Goal →
Can you put the lines of the data below into a numbered list, skipping blank lines and leaving the pictures out?

Stored records →
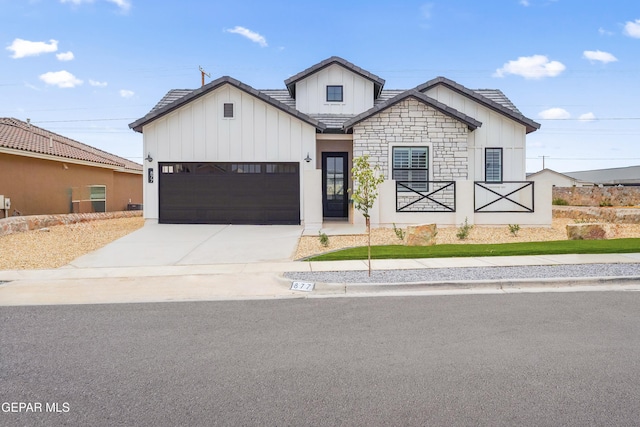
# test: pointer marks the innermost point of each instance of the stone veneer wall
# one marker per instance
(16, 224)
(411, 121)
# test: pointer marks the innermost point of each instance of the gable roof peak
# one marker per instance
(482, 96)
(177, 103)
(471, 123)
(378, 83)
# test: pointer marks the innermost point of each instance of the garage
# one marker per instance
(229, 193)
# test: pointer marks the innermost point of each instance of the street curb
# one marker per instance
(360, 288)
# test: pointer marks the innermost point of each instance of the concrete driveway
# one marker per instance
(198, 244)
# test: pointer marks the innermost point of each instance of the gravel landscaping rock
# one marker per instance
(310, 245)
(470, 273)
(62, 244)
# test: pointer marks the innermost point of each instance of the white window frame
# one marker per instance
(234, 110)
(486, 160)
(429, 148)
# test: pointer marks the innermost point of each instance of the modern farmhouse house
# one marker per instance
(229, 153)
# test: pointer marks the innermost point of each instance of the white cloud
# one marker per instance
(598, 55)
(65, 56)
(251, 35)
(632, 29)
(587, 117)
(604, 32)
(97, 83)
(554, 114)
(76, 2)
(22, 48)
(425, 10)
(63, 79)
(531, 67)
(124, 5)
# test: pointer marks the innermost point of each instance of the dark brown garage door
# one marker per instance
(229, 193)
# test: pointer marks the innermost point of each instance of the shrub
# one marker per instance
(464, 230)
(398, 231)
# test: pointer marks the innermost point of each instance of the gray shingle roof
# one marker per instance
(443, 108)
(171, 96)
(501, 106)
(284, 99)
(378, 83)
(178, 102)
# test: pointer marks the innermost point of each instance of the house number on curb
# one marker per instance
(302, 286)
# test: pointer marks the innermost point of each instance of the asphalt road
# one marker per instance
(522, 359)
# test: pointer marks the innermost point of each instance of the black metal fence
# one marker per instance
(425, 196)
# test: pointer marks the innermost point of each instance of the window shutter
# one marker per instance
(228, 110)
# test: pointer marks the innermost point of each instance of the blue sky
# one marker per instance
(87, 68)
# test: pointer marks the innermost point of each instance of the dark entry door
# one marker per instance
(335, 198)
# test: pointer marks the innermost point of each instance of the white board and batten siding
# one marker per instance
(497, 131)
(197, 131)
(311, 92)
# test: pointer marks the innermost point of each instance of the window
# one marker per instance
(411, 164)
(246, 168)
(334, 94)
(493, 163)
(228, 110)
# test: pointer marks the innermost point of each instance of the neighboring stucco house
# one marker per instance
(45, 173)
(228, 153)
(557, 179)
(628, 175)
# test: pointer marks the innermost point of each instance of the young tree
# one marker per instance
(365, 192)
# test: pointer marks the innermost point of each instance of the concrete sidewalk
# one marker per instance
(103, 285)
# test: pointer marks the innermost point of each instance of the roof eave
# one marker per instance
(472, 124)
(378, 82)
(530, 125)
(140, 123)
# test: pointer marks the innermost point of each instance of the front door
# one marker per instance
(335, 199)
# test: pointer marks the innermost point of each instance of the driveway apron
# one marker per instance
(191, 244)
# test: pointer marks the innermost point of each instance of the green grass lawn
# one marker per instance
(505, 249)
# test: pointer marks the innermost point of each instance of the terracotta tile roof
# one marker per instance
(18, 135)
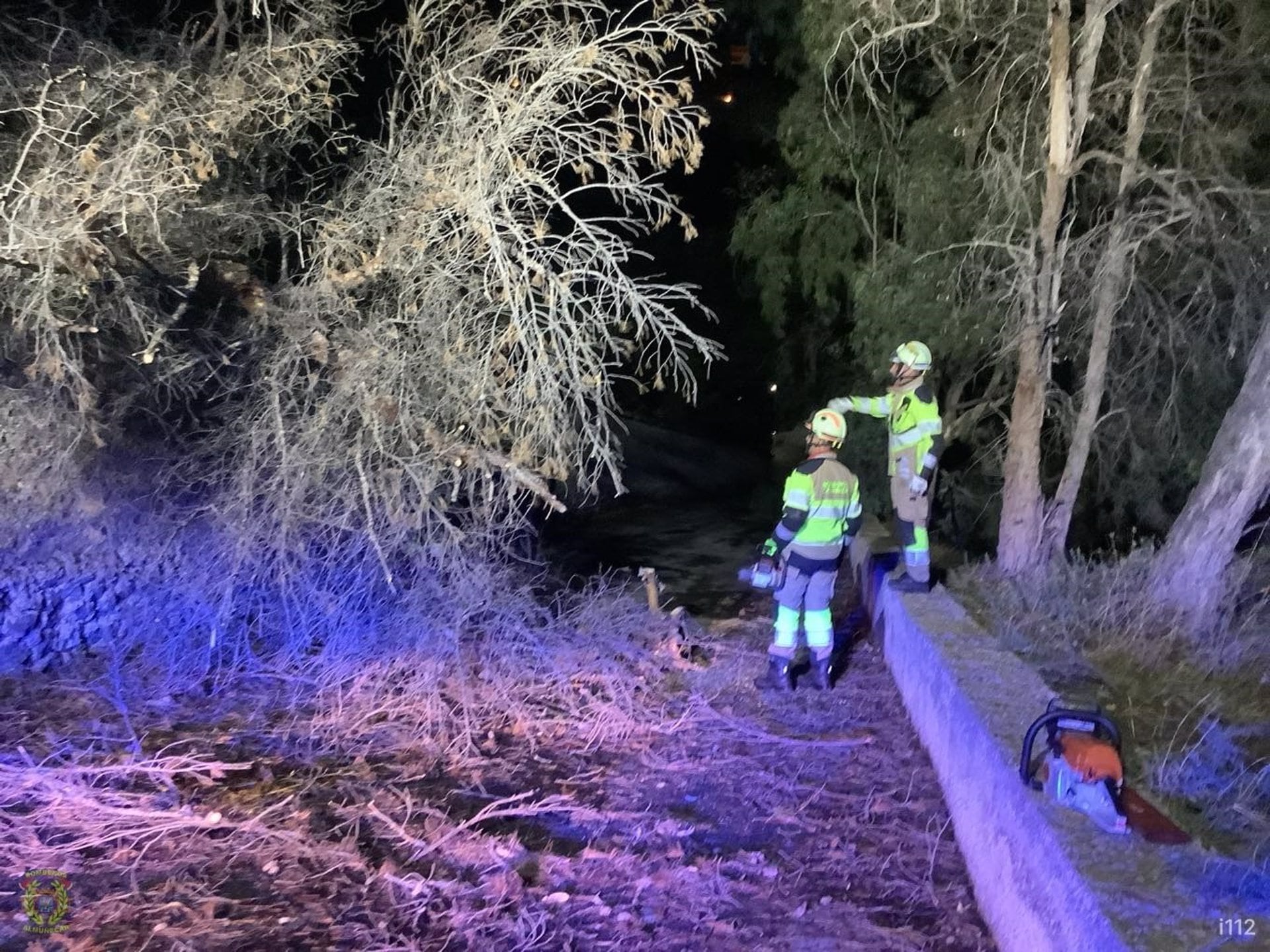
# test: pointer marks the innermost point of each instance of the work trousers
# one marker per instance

Response for this exercise →
1. # test: pointer marks the innermost point of each instance of the stone veneer wall
2. # one marker per instance
3. (16, 224)
4. (411, 121)
5. # test: pointer marks the innermost point of each instance of the gable roof peak
6. # one marker per instance
7. (482, 96)
8. (177, 103)
9. (471, 123)
10. (378, 83)
11. # test: pointer marks the innermost point of each instance of the garage
12. # one marker per instance
13. (229, 193)
14. # test: pointer marks the innermost point of each instance of the street curb
15. # one marker per instance
16. (360, 288)
17. # test: pointer marks the innermost point of each instance of the concrete driveway
18. # one marker per instance
19. (198, 244)
20. # test: pointer marks the innermost point of each instance of the gravel landscaping rock
21. # one marker per instance
22. (310, 245)
23. (470, 273)
24. (62, 244)
25. # test: pointer marks the innermost point of each instance of the white window frame
26. # one marker per instance
27. (234, 110)
28. (486, 160)
29. (429, 148)
30. # test: pointer marks the innermost point of each instance of the modern farmhouse house
31. # one marker per instance
32. (229, 153)
33. # test: pointer marks the innermost point of each instance of the white cloud
34. # one marker per instance
35. (598, 55)
36. (65, 56)
37. (251, 35)
38. (632, 29)
39. (587, 117)
40. (604, 32)
41. (97, 83)
42. (554, 114)
43. (76, 2)
44. (22, 48)
45. (425, 10)
46. (63, 79)
47. (531, 67)
48. (124, 5)
49. # test: pointer marks the innermost point of each instance of the dark brown garage door
50. # one marker per instance
51. (229, 193)
52. # test: pointer marks the innermost point of each instance of the shrub
53. # one marker per instance
54. (464, 230)
55. (398, 231)
56. # test: pointer marks the innermost point of each instance of the gray shingle roof
57. # one marker per instance
58. (443, 108)
59. (171, 96)
60. (501, 106)
61. (284, 99)
62. (378, 83)
63. (178, 102)
64. # test: pointer marks the innermost point of each instance of the house number on curb
65. # one marker per instance
66. (302, 286)
67. # test: pointer marks the innermost point of each instance of the asphalt road
68. # one marker per instance
69. (522, 359)
70. # test: pointer marks the innermost point of each instance of the black metal fence
71. # one marker per instance
72. (425, 196)
73. # test: pointer marks the innermost point of each instance of the window shutter
74. # one marker per instance
75. (228, 110)
76. # test: pointer marks the innermost point of each instance of the blue sky
77. # one marker per instance
78. (87, 68)
79. # test: pointer marks the innermost point of each instance of the dark entry door
80. # one marker per instance
81. (335, 198)
82. # test: pointer marks the innermost point of each instance of the white board and batten siding
83. # one marker per instance
84. (497, 131)
85. (197, 131)
86. (311, 92)
87. # test: pointer marks the innermost point of each instance of the window
88. # one marker per instance
89. (411, 164)
90. (246, 168)
91. (334, 94)
92. (493, 163)
93. (228, 110)
94. # test: pointer marks the innermost point of each instance of the neighboring stucco house
95. # one marker per instance
96. (45, 173)
97. (228, 153)
98. (557, 179)
99. (628, 175)
100. # test: pointer marks the innermost point of each instance of the young tree
101. # one marker per instance
102. (365, 192)
103. # test: pointer marks the innermost point of each instance of the concrete sidewalk
104. # one marker per instance
105. (103, 285)
106. # test: pointer marks the innermost point of each instance of the roof eave
107. # one marker per instance
108. (472, 124)
109. (378, 82)
110. (530, 125)
111. (140, 123)
112. # test: pointer marks the innermost point of each instance of the front door
113. # one marker per instance
114. (335, 199)
115. # test: pointer marks the innermost point of each instance of the driveway apron
116. # one marker per instance
117. (191, 244)
118. # test: pointer marks the innermost point of each instance of the green grass lawn
119. # one marker per instance
120. (505, 249)
121. # test: pointer marks the innermost point of each instance of the terracotta tile roof
122. # one marker per instance
123. (18, 135)
124. # test: pointer marks the innermost point of each instance of the work trousers
125. # one marker per instance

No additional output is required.